§ **Yapılacaklar**:
**A.** Diyarbakır cezaevi metnini iki cümleyle özetle.
**B.** Diyarbakır cezaevi metninde "Görüştüğümüz kaynaklar, bu" sözlerinin geçtiği yerden başla, "sık dile getiriliyor." sözlerinden sonra dur ve bu bölümü hiç değiştirmeden yazdır.
**C.** Diyarbakır cezaevi metnini kaldığı yerden devam ettir.

Bu cezaevi, 12 Eylül 1980 askeri darbesinde mahkumlara yapılan ağır işkenceler nedeniyle dünyanın en ağır şartlarına sahip cezaevleri arasında anılıyor.
1978'de 46 bin metrekarelik alanda inşaatına başlanılan cezaevi, 12 Eylül 1980'de Sıkıyönetim Komutanlığı emrinde Askeri Cezaevi olarak hizmete açıldı ve 5 Mayıs 1988'de Adalet Bakanlığı'na devredildi.
Daha önceki süreçlerde okul ya da müzeye dönüşeceği yönünde benzer açıklamalar yapılsa da, bugüne kadar somut herhangi bir adım atılmadı.
Otuzu aşkın tutuklu, 1980-84 yılları arasında, cezaevi yönetiminin kötü uygulamaları, yapılan işkenceler nedeniyle hayatını kaybetti.
Görüştüğümüz kaynaklar, bu sayının 50'yi aştığını öne sürüyorlar. Cezaevinde gördüğü işkencelerin bıraktığı kalıcı hasarlar nedeniyle hayatını kaybedenlerin sayısı ise bilinmiyor.
Bu cezaevinin yakın dönem Türkiye siyasi tarihine en büyük etkisinin, "Apocular' olarak başlayan hareketin PKK olarak gelişip büyümesi" olduğu yorumları ise sık sık dile getiriliyor.
Cezaevindeki uygulamaların mimarı olduğu söylenen Binbaşı Esat Oktay Yıldıran da, 1988 yılında PKK'nın üstlendiği bir suikast sonucunda İstanbul'da öldürüldü.
'Orada yaşadığımız vahşeti unutmamız mümkün değil'
Darbe döneminde Diyarbakır E Tipi'nde hapis yatanlar maruz kaldıkları ve şahit oldukları "insanlık dışı uygulamalar nedeniyle" bu yapının bir 'utanç müzesi olması' gerektiği görüşünü savunuyorlar. Bu görüşte olanlardan biri de 31 Aralık 1980'de tutuklanıp Diyarbakır E Tipi Cezaevi'nde sekiz yıl kalan Mehdi Aslan.

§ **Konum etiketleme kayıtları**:

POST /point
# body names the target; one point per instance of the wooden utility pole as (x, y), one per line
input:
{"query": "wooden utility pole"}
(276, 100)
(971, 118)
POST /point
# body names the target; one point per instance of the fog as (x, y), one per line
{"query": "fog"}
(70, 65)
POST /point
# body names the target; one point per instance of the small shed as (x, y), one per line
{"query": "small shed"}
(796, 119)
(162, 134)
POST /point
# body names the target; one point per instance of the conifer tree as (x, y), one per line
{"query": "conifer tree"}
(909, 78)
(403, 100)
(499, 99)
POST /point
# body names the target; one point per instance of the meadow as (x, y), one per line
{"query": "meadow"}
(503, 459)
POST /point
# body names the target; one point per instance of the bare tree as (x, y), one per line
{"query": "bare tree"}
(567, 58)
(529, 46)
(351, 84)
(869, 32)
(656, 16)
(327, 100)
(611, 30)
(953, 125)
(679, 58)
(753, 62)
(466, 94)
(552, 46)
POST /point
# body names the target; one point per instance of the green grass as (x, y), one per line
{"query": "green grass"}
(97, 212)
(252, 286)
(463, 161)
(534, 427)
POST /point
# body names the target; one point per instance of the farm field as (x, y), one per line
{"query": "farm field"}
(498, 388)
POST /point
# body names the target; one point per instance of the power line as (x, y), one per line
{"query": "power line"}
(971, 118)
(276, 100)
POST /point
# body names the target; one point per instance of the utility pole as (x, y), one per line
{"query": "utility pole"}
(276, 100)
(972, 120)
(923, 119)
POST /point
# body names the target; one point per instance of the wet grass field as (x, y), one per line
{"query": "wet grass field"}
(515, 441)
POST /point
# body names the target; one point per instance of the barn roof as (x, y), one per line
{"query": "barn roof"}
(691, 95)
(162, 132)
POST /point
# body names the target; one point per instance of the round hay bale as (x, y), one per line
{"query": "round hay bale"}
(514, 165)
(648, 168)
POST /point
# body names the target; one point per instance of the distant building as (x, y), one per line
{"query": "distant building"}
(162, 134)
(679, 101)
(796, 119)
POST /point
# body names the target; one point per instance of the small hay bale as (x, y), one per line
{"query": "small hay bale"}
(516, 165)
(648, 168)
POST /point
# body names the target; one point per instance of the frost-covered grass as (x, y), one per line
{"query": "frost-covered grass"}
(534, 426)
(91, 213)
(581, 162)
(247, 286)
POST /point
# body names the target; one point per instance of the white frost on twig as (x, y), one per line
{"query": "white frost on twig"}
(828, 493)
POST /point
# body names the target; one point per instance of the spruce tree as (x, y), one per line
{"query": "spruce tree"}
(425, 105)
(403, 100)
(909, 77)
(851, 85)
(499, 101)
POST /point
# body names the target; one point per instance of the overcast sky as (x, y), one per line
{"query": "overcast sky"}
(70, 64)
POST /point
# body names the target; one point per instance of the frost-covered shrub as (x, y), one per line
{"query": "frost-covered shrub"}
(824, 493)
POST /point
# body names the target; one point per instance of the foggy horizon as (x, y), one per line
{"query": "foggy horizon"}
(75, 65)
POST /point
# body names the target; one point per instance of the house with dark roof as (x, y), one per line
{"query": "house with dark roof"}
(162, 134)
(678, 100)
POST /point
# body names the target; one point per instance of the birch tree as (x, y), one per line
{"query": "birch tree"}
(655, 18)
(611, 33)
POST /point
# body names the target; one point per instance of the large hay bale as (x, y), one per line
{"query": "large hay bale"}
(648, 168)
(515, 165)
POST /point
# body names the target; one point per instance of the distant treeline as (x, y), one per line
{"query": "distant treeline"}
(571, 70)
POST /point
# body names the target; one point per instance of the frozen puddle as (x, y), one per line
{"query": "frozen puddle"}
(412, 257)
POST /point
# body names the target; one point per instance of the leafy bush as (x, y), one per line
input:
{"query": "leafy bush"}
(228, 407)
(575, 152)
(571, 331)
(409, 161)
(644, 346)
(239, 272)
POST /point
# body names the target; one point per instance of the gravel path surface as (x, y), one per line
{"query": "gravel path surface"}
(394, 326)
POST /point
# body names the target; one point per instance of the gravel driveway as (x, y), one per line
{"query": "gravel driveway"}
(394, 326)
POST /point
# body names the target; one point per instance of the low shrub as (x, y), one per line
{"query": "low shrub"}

§ **Görev yanıtları**:
**A.** Diyarbakır E Tipi Cezaevi 1978'de inşasına başlanıp 12 Eylül 1980'de Askeri Cezaevi olarak açıldı, 1988'de Adalet Bakanlığı'na devredildi ve darbe döneminde yapılan ağır işkenceler nedeniyle dünyanın en ağır şartlara sahip cezaevleri arasında anılıyor. 1980-84 yılları arasında otuzu aşkın tutuklu burada hayatını kaybetti; o dönemde burada yatanlar, aralarında sekiz yıl kalan Mehdi Aslan da olmak üzere, yapının bir utanç müzesi olması gerektiğini savunuyor.

**B.**
Görüştüğümüz kaynaklar, bu sayının 50'yi aştığını öne sürüyorlar. Cezaevinde gördüğü işkencelerin bıraktığı kalıcı hasarlar nedeniyle hayatını kaybedenlerin sayısı ise bilinmiyor.
Bu cezaevinin yakın dönem Türkiye siyasi tarihine en büyük etkisinin, "Apocular' olarak başlayan hareketin PKK olarak gelişip büyümesi" olduğu yorumları ise sık sık dile getiriliyor.

**C.**
PKKlı olduğu iddiasıyla 30 Aralık 1980'de tutuklanan, hakkında 24 hapis cezası istenen, askeri mahkemede başlayan yargılaması Devlet Güvenlik Mahkemesi (DGM), Ağır Ceza Mahkemelerinde süren Aslan, tüm bu süreçlerin sonucunda beraat etmiş. İşkencenin en yoğun yaşandığı yıllar dahil olmak üzere Diyarbakır E Tipi Cezaevi'nde sekiz yıl kalan Mehdi Aslan "Orada yaşadığımız vahşeti unutmamız mümkün değil" diyor.
On yılın ardından Eskişehir'den tahliye olduktan sonra Diyarbakır'a geldiğinde yaptığı ilk iş, ağır işkencelere maruz kaldığı cezaevini görmek ve o acılarla yüzleşmek olmuş.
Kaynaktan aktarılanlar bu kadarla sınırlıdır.